======== Supplied data
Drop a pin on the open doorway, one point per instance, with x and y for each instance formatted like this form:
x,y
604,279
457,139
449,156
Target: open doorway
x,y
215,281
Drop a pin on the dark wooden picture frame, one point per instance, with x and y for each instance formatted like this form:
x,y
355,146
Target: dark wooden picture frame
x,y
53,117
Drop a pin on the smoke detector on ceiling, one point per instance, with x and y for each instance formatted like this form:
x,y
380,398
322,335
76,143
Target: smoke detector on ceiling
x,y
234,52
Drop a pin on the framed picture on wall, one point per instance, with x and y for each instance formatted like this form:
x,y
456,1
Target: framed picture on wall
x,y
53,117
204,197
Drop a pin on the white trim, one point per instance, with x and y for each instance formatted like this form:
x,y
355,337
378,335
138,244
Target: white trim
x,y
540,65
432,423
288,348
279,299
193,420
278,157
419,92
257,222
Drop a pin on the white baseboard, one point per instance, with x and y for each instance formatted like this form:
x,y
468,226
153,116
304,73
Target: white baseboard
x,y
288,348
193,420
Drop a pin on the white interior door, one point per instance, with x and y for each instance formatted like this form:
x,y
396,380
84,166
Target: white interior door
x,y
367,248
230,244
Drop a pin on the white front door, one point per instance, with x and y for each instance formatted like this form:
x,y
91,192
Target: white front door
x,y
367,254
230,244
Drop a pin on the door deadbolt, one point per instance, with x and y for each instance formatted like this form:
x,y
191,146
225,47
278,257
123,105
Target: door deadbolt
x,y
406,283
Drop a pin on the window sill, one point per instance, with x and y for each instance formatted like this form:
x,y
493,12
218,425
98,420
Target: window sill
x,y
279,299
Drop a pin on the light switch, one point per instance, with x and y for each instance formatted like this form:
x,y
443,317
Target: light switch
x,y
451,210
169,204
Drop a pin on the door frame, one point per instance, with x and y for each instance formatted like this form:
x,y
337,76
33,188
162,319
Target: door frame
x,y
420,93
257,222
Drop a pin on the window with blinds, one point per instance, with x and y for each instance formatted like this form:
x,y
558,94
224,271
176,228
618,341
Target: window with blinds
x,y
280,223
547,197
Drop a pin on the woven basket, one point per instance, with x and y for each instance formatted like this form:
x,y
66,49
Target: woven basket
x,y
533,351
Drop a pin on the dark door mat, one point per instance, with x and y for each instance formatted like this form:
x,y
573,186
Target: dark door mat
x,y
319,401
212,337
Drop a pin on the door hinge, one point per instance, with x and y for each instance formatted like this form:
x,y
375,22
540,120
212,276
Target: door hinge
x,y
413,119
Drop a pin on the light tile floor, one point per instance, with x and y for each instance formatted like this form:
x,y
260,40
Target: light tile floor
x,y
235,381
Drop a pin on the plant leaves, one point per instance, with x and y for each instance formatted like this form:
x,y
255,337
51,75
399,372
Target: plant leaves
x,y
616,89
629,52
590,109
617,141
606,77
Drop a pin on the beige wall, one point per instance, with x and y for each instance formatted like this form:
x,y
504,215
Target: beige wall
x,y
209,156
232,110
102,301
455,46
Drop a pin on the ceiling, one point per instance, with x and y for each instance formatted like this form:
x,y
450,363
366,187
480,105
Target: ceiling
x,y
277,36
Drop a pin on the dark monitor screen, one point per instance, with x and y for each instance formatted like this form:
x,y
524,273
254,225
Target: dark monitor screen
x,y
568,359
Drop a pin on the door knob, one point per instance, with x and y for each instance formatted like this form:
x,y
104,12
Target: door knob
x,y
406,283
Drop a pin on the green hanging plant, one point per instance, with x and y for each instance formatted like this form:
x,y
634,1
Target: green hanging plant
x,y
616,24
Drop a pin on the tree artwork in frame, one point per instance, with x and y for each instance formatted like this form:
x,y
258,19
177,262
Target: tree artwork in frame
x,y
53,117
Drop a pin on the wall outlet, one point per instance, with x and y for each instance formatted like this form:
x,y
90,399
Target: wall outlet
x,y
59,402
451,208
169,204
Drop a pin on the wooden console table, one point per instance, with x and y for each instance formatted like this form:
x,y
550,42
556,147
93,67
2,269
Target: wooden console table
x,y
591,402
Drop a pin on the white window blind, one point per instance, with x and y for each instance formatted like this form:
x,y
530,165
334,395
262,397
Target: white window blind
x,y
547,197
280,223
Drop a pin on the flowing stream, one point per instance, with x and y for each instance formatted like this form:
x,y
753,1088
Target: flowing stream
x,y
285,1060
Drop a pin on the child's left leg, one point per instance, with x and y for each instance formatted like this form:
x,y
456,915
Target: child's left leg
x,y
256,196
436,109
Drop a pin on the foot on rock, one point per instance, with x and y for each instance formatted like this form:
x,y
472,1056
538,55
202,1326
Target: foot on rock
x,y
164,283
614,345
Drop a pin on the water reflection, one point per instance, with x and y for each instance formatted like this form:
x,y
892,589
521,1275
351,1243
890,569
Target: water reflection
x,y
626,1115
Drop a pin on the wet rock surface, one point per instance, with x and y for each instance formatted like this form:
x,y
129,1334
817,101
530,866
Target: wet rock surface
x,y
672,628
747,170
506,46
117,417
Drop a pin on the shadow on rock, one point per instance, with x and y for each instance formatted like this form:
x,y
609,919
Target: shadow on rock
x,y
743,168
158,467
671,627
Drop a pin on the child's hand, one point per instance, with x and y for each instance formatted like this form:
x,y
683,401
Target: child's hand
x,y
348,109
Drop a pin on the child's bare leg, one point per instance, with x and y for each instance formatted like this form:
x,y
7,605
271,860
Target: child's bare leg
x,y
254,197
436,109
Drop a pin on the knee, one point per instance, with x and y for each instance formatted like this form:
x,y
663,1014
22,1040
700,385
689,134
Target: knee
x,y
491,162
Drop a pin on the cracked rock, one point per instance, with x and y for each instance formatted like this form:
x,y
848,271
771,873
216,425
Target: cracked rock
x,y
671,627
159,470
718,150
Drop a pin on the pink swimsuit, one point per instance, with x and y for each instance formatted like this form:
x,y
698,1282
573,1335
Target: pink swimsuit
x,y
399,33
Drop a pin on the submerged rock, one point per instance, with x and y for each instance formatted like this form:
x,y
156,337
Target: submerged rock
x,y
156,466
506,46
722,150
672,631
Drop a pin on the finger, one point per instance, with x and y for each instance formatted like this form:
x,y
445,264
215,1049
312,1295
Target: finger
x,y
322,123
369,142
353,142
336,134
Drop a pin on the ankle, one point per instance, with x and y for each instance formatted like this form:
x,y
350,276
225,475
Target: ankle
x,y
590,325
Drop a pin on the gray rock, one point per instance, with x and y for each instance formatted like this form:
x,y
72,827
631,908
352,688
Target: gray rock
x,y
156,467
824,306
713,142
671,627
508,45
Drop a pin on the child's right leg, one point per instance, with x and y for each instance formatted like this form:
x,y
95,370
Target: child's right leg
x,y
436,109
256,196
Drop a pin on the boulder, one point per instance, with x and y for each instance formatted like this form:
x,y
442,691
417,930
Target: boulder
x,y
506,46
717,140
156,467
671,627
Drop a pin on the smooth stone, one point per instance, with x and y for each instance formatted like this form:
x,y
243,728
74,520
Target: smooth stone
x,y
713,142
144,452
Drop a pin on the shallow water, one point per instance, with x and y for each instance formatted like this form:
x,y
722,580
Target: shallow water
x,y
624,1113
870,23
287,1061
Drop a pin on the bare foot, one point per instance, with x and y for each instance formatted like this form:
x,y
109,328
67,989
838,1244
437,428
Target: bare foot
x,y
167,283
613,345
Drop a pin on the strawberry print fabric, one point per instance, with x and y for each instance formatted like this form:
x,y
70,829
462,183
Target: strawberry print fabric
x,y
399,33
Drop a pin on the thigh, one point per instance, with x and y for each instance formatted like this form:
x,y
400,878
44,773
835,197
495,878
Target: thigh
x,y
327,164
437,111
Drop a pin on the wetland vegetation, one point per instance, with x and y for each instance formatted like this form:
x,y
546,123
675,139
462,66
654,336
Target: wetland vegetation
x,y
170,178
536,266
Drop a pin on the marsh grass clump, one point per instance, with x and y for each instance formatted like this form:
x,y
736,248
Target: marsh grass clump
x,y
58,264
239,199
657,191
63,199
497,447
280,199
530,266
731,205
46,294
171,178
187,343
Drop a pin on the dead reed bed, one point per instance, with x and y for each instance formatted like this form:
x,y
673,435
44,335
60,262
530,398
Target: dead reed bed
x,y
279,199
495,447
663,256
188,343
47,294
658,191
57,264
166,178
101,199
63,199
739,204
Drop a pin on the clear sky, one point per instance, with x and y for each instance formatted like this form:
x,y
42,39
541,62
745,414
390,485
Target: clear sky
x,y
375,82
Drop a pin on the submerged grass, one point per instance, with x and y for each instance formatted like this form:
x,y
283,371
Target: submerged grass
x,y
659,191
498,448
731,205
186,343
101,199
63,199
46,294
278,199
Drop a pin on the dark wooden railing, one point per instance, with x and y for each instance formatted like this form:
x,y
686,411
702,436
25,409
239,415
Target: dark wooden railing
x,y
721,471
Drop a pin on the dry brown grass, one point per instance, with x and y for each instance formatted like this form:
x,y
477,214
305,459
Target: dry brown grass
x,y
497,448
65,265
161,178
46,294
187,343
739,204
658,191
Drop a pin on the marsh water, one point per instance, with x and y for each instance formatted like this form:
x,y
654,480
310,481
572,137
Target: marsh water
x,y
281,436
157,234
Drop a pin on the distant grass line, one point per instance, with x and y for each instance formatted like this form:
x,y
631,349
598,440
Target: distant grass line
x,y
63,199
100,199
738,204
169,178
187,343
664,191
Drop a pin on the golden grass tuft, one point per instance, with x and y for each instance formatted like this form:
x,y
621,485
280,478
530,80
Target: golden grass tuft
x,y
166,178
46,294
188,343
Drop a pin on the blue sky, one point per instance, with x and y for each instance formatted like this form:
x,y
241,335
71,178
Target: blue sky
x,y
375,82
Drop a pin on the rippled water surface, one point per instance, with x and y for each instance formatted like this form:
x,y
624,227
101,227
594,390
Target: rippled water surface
================
Task description
Each line from the one containing "Drop a pin on the golden" to the end of the records should be echoed exactly, and no other line.

Result
Drop a pin on the golden grass tuft, one point per instance, with x and y for each instance formatted like this form:
x,y
621,485
280,478
530,80
Target: golden grass tuft
x,y
166,178
46,294
188,343
Drop a pin on the blue sky, one point per instance, with x and y for each instance formatted like this form:
x,y
241,335
71,178
Target: blue sky
x,y
375,82
Drop a pin on the rippled water surface, one point per instance, with x and y for each instance formatted like this form:
x,y
624,227
101,227
594,390
Target: rippled water surface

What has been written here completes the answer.